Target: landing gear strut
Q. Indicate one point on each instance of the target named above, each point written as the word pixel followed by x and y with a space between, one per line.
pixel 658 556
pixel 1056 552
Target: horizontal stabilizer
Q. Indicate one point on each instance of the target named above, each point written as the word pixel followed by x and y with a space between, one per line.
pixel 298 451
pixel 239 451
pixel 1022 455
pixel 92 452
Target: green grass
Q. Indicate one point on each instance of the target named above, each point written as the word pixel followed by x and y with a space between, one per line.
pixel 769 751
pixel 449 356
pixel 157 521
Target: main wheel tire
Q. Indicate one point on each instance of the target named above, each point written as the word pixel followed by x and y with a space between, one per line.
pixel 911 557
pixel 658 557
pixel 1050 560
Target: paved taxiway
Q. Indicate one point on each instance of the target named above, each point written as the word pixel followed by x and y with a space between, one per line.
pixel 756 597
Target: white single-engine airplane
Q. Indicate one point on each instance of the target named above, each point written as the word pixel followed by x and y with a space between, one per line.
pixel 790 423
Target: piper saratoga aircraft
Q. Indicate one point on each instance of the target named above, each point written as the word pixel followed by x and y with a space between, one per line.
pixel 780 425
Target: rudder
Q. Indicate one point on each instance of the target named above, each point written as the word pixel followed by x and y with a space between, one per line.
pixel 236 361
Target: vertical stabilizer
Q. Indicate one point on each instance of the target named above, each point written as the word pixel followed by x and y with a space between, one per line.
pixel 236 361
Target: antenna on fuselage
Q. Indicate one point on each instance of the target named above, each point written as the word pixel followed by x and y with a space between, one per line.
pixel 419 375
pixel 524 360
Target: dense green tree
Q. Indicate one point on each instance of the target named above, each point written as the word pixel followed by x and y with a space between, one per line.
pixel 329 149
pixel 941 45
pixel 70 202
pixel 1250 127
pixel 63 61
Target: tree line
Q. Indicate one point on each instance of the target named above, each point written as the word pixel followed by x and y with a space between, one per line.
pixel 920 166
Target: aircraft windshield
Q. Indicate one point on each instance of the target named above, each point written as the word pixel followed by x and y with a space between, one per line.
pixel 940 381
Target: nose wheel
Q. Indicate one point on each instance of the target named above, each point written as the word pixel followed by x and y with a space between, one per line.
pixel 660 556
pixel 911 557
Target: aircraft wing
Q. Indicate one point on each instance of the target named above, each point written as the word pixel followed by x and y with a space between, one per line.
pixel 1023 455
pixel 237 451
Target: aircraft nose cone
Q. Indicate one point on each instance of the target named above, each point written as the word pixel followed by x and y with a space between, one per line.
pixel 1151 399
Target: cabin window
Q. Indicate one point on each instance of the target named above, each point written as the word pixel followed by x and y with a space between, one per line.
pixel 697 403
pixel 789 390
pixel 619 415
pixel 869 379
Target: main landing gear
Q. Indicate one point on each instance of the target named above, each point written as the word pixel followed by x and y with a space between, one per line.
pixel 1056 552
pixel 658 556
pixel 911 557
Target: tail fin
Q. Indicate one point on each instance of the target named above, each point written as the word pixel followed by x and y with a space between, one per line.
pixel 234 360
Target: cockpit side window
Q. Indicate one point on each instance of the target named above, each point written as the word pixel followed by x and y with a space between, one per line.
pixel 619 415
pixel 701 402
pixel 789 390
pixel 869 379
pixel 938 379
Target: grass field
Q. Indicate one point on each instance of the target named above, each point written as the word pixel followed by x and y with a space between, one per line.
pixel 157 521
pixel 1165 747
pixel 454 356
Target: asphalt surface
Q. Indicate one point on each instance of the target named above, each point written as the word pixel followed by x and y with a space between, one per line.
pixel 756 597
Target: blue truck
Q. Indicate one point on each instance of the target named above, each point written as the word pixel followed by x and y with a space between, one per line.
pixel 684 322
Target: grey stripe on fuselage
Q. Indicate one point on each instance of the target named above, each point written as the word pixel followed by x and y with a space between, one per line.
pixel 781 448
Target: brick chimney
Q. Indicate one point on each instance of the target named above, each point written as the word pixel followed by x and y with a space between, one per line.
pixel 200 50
────────────────
■ YOUR INSTRUCTIONS: Within the records above, how many lines include the word "fuselage"? Only the number is wanted.

■ TASK RESULT: 2